Kutipan Teks:
----------------
1). Pemerintah Belanda menyetujui bahwa
Pemerintah Republik Indonesia harus bebas dan leluasa melakukan kewajiban dalam
satu daerah yang meliputi Karesidenan Yogyakarta.
2). Pemerintah Belanda membebaskan secara tidak
bersyarat para pemimpin Republik Indonesia dan tahanan politik yang ditawan
sejak tanggal 19 Desember 1948.
3). Pemerintah Belanda menyetujui bahwa Republik
Indonesia akan menjadi bagian dari Republik Indonesia Serikat (RIS).
4). Konferensi Meja Bundar (KMB) akan diadakan
secepatnya di Den Haag sesudah Pemerintah Republik Indonesia kembali ke
Yogyakarta.
Setelah
tercapainya Perundingan Roem-Royen, pada
tanggal 1 Juli 1949, Pemerintah Republik Indonesia secara resmi kembali ke
Yogyakarta. Selanjutnya, disusul dengan kedatangan para pemimpin Republik
Indonesia dari medan gerilya. Panglima Besar Jenderal Sudirman tiba kembali di
Yogyakarta pada tanggal 10 Juli 1949. Setelah pemerintahan Republik Indonesia
kembali ke Yogyakarta, pada tanggal 13 Juli 1949 diselenggarakan sidang
kabinet.
Dalam sidang
tersebut, Syafruddin Prawiranegara mengembalikan mandat kepada Wakil Presiden
Moh Hatta. Dalam sidang tersebut juga diputuskan Sri Sultan Hamengku Buwono IX
diangkat menjadi menteri pertahanan merangkap koordinator keamanan.
d.
Konferensi Meja Bundar
Konferensi Meja
Bundar (KMB) yang berlangsung di Den Haag pada tanggal 23 Agustus sampai 2
November 1949, berhasil mengakhiri konfrontasi fisik antara Indonesia dengan
Belanda. Hasil konferensi tersebut yang paling utama adalah ”pengakuan dan
penyerahan” kedaulatan dari Pemerintah Belanda kepada Pemerintah Indonesia tanggal
27 Desember 1949, yang disepakati akan disusun dalam struktur ketatanegaraan
yang berbentuk negara federal, yaitu negara Republik Indonesia Serikat.
Di samping itu,
terdapat empat hal penting lainnya yang menjadi isi kesepakatan dalam KMB.
----------------
Soal: Sebutkan semua tokoh yang namanya muncul dalam kutipan, kecuali nama yang hanya menjadi bagian dari nama perundingan. Catatan data di bawah ini tidak berhubungan dengan kutipan.
----------------
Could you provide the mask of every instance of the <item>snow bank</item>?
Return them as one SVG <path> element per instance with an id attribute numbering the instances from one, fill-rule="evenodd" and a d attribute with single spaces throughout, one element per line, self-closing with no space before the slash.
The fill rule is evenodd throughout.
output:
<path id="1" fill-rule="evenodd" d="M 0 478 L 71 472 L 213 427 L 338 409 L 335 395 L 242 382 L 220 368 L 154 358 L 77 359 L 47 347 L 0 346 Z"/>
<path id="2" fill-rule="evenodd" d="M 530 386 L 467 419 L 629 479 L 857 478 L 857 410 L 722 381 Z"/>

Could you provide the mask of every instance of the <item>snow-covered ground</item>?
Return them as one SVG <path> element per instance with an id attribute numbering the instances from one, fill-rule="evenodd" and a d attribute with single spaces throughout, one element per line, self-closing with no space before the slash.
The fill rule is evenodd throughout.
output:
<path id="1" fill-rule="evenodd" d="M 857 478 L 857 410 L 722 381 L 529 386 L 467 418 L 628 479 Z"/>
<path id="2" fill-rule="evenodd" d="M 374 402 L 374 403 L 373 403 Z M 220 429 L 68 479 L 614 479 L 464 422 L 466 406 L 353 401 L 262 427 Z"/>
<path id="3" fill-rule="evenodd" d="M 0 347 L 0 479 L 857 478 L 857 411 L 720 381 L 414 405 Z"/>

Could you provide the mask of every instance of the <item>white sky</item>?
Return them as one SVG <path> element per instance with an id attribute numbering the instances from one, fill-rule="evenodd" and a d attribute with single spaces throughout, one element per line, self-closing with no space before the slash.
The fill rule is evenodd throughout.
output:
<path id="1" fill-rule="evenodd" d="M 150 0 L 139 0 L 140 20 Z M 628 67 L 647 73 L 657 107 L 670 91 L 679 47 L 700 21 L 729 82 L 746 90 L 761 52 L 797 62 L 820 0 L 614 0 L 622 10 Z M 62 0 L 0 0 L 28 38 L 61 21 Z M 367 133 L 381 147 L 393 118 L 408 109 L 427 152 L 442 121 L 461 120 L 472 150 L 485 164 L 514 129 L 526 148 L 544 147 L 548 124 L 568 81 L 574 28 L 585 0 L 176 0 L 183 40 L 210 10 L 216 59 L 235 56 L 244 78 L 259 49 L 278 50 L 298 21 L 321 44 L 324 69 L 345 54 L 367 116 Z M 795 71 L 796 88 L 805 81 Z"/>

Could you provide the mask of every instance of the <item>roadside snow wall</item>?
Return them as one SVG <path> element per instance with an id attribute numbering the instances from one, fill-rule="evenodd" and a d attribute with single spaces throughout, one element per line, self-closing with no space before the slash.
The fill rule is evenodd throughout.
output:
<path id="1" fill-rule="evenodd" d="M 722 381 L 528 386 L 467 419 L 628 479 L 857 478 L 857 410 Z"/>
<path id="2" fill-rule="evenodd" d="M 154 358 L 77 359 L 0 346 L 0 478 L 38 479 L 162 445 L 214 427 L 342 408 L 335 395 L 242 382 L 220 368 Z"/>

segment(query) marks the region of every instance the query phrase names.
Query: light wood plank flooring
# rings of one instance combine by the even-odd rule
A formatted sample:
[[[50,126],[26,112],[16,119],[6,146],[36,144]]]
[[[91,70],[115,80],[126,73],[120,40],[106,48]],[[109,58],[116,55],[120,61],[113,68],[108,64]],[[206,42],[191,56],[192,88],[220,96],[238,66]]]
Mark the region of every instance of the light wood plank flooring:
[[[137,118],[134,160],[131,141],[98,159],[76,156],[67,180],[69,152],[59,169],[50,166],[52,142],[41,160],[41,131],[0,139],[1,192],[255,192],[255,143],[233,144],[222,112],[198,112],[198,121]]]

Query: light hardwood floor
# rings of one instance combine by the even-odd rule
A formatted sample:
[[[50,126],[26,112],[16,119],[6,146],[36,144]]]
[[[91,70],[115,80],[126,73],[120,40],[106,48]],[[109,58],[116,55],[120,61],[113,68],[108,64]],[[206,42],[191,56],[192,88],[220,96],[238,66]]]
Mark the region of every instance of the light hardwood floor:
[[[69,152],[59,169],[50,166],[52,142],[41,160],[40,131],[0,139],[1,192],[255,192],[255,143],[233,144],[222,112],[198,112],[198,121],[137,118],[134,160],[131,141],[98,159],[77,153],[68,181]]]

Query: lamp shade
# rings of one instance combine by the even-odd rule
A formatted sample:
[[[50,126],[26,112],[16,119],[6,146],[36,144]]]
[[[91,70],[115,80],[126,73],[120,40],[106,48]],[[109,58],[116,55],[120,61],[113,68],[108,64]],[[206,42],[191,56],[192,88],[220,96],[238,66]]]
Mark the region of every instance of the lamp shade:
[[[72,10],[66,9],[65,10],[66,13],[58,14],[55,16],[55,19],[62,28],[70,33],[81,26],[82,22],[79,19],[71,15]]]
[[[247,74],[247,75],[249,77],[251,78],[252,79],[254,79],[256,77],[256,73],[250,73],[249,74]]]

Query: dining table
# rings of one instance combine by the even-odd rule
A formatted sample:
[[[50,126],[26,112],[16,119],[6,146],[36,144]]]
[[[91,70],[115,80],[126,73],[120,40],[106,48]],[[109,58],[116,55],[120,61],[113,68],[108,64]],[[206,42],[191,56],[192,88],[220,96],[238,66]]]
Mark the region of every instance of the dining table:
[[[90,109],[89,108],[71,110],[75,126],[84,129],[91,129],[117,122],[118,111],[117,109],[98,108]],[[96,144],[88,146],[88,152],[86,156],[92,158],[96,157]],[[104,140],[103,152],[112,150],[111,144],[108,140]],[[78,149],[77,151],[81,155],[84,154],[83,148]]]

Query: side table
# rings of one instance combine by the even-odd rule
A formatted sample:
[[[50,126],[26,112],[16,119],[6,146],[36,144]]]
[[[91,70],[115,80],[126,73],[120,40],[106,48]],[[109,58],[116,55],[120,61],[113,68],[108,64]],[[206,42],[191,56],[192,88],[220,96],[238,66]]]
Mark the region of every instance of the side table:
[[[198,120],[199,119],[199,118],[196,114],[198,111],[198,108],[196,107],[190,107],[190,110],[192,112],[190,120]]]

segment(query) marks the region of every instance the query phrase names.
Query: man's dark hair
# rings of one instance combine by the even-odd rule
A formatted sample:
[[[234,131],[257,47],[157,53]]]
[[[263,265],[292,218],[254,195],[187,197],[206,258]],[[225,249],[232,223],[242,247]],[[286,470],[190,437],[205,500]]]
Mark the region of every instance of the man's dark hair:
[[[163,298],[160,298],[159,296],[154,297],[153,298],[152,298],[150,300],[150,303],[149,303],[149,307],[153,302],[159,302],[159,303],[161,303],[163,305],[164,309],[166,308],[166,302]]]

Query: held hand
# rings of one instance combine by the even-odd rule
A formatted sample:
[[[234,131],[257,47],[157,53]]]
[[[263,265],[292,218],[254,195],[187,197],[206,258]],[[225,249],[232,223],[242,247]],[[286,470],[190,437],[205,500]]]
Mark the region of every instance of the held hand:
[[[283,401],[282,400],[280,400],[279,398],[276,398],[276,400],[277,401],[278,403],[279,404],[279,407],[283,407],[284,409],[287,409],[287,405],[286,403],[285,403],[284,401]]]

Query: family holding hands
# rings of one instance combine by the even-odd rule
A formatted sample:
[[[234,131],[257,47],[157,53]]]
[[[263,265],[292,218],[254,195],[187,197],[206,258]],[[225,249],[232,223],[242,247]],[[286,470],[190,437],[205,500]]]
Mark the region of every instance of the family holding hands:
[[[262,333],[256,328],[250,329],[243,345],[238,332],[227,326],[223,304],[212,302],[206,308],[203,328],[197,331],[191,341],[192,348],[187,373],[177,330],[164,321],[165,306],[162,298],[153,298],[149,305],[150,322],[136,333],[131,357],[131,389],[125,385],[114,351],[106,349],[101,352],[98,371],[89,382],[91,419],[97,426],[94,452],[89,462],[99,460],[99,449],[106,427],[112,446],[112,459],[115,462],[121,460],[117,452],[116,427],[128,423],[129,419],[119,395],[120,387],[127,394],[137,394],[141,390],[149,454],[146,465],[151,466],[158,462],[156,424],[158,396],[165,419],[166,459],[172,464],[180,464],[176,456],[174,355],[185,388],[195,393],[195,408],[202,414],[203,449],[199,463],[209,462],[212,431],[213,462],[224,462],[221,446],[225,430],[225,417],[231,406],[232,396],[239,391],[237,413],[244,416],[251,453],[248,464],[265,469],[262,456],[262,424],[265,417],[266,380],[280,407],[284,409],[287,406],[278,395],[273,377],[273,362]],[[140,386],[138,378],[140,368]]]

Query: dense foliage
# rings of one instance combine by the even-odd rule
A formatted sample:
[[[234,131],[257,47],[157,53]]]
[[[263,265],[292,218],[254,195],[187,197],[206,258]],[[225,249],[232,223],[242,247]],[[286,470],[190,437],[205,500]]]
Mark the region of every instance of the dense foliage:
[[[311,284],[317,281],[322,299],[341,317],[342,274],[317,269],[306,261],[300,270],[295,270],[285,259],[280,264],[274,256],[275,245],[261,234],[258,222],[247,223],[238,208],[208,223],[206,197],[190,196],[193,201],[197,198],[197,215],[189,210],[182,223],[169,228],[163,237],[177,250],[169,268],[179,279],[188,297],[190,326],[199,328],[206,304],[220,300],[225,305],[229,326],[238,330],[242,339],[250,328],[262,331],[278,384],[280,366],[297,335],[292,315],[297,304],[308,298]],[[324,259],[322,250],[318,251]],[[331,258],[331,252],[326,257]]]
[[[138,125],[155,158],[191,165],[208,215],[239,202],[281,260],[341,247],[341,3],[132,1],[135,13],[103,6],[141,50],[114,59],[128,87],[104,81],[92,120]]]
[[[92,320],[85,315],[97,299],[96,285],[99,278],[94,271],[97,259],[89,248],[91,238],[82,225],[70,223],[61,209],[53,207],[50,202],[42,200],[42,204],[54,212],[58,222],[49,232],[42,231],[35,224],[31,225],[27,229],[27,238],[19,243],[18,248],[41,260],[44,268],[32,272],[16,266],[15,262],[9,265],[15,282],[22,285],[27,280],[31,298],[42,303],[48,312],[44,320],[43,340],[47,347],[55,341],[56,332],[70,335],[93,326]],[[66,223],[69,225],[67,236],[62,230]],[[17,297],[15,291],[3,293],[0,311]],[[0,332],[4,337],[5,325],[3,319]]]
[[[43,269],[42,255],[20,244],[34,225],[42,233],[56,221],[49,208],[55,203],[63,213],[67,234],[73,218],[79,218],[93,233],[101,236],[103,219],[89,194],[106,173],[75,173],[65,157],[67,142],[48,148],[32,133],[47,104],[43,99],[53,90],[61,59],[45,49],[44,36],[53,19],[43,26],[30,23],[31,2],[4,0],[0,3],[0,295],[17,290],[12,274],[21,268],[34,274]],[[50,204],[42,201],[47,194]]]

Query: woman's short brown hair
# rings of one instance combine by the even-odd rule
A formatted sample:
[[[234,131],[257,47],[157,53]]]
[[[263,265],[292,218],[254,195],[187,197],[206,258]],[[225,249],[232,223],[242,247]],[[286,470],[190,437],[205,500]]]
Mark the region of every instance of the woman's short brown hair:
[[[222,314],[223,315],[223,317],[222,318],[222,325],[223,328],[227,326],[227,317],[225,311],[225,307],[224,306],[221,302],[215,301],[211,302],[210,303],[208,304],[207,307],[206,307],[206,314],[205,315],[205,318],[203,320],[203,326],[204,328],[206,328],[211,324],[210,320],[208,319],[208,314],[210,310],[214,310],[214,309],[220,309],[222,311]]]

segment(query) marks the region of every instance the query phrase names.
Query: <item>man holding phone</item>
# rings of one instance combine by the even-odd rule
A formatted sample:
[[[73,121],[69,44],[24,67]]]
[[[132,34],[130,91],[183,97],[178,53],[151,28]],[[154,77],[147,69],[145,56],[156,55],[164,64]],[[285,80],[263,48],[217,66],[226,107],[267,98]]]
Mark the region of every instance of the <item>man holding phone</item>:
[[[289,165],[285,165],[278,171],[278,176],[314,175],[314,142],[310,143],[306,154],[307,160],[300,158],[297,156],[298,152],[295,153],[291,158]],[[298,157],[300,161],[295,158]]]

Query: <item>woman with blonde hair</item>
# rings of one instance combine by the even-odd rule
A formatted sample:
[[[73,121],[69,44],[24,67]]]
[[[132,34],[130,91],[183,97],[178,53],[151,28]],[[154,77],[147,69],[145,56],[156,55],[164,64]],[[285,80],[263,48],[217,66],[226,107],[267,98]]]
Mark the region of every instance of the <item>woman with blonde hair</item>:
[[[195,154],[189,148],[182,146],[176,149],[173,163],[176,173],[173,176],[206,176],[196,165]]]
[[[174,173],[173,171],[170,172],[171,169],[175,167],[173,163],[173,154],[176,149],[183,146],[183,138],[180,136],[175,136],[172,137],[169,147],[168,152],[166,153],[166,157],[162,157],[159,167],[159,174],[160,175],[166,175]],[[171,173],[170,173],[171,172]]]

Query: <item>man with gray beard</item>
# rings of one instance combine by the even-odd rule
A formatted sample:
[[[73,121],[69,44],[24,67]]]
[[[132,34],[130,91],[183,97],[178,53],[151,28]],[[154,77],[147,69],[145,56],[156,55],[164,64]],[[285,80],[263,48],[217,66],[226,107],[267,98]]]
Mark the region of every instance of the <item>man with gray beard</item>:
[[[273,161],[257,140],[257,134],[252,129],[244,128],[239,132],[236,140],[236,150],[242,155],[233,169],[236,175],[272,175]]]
----------------
Jawaban:
- Panglima Besar Jenderal Sudirman
- Syafruddin Prawiranegara
- Wakil Presiden Moh Hatta
- Sri Sultan Hamengku Buwono IX